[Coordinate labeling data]
•••••

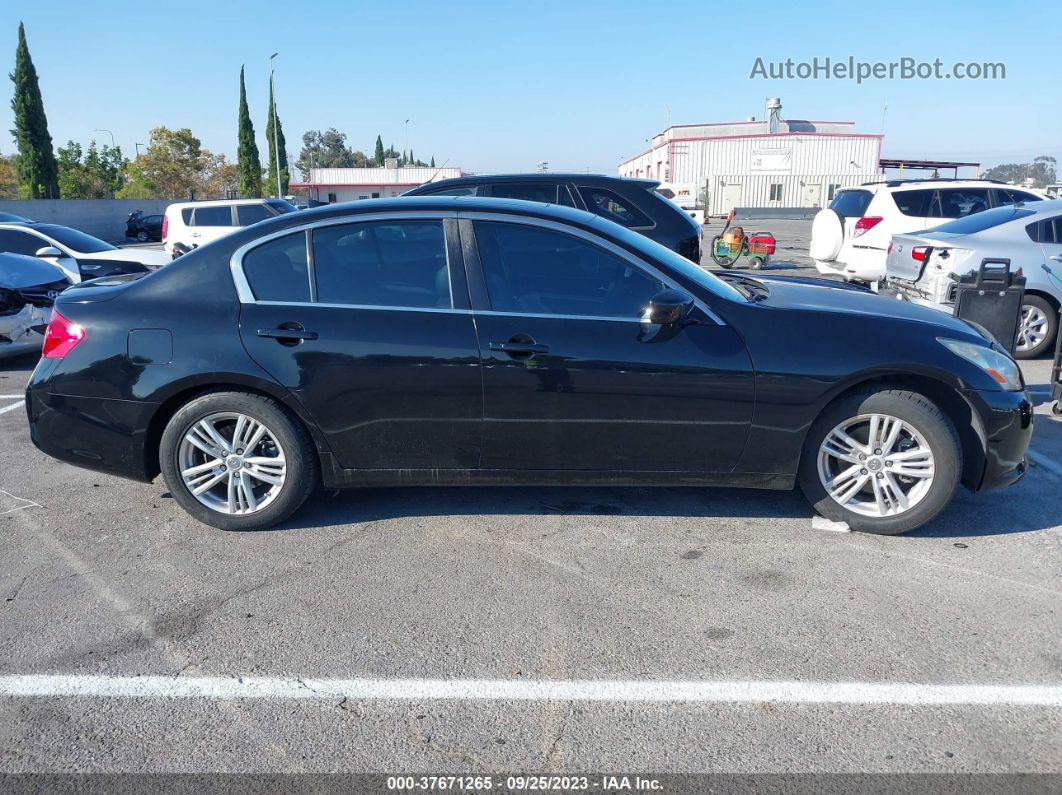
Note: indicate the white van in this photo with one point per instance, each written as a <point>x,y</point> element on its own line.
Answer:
<point>197,223</point>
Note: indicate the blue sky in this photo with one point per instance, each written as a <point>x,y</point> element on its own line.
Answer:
<point>500,85</point>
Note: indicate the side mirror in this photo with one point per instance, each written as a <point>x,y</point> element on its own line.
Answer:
<point>668,307</point>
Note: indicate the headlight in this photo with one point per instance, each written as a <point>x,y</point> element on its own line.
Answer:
<point>999,367</point>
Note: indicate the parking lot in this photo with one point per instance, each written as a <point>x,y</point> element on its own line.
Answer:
<point>524,629</point>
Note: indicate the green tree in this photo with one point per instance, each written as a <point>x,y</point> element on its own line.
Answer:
<point>99,174</point>
<point>249,167</point>
<point>274,145</point>
<point>37,170</point>
<point>173,166</point>
<point>1042,171</point>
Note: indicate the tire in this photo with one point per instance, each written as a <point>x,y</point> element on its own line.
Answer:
<point>923,425</point>
<point>284,435</point>
<point>1041,309</point>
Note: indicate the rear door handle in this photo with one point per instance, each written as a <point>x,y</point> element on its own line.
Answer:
<point>519,347</point>
<point>287,333</point>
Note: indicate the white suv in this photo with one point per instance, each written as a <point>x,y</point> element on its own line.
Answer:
<point>197,223</point>
<point>851,237</point>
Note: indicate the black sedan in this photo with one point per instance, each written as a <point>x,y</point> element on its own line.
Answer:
<point>631,203</point>
<point>477,341</point>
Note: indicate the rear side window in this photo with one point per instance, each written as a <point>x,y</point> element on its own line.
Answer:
<point>384,263</point>
<point>545,192</point>
<point>212,217</point>
<point>852,203</point>
<point>252,213</point>
<point>277,271</point>
<point>913,203</point>
<point>961,202</point>
<point>982,221</point>
<point>536,271</point>
<point>610,205</point>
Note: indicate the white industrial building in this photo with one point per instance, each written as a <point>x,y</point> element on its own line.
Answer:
<point>330,186</point>
<point>772,162</point>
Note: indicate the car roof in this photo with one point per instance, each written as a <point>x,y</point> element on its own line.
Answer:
<point>581,177</point>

•••••

▶ REQUEST:
Reproduce every row above verbatim, leaving out the pictures.

▶ COMPLETE OUTPUT:
Note: indicate the white van in this photo with one point per instance, each written as a <point>x,y</point> element on its own line.
Answer:
<point>197,223</point>
Note: indicate the blue sky in this photo with one point per instance, each written as a <point>x,y</point> element on its own line.
Answer:
<point>500,85</point>
Note: indicate the side mirror in this photo with one point per instance, each written as a <point>x,y</point> element on its own line.
Answer:
<point>668,307</point>
Note: indicate the headlight in this photo with one point per instance, each written as a <point>x,y</point> element on its own line.
Answer:
<point>999,367</point>
Note: indicate the parking lot in this photo with one point per instance, each written as a <point>x,y</point> element on its own line.
Answer:
<point>524,629</point>
Note: indicate the green tree in this photo with one point per instance, each written as a <point>x,y</point> element on its own line.
Answer:
<point>99,174</point>
<point>249,167</point>
<point>274,145</point>
<point>37,170</point>
<point>173,166</point>
<point>1042,171</point>
Note: indicate the tire in this photo with one point per instance, each written as a <point>x,y</point> element on its own line.
Answer:
<point>923,425</point>
<point>284,435</point>
<point>1041,309</point>
Note: indicate the rear door handle in this photo with one point per instance, each written as a <point>x,y</point> element on its own line.
Answer:
<point>519,347</point>
<point>287,333</point>
Note: indicate the white suv in this photo with one point per instance, each written as a <point>x,y</point> element on its own line.
Answer:
<point>197,223</point>
<point>851,237</point>
Note: indicate the black sedan in this photo with one point per instance, each written as a <point>x,y</point> element on its own line.
Answer:
<point>631,203</point>
<point>477,341</point>
Note: indicate the rear side window in this photo with one point per instance, each written as a <point>x,y</point> element on its own line.
Answer:
<point>384,263</point>
<point>545,192</point>
<point>212,217</point>
<point>852,203</point>
<point>252,213</point>
<point>277,271</point>
<point>913,203</point>
<point>961,202</point>
<point>982,221</point>
<point>536,271</point>
<point>610,205</point>
Note: indicate the white industrial building in this photo with one point per instance, each written as a <point>x,y</point> element on its own line.
Answer:
<point>330,186</point>
<point>772,162</point>
Note: indicate the car roof in this photo with one point per instance, each written as a <point>x,y</point> element on its own line.
Answer:
<point>581,177</point>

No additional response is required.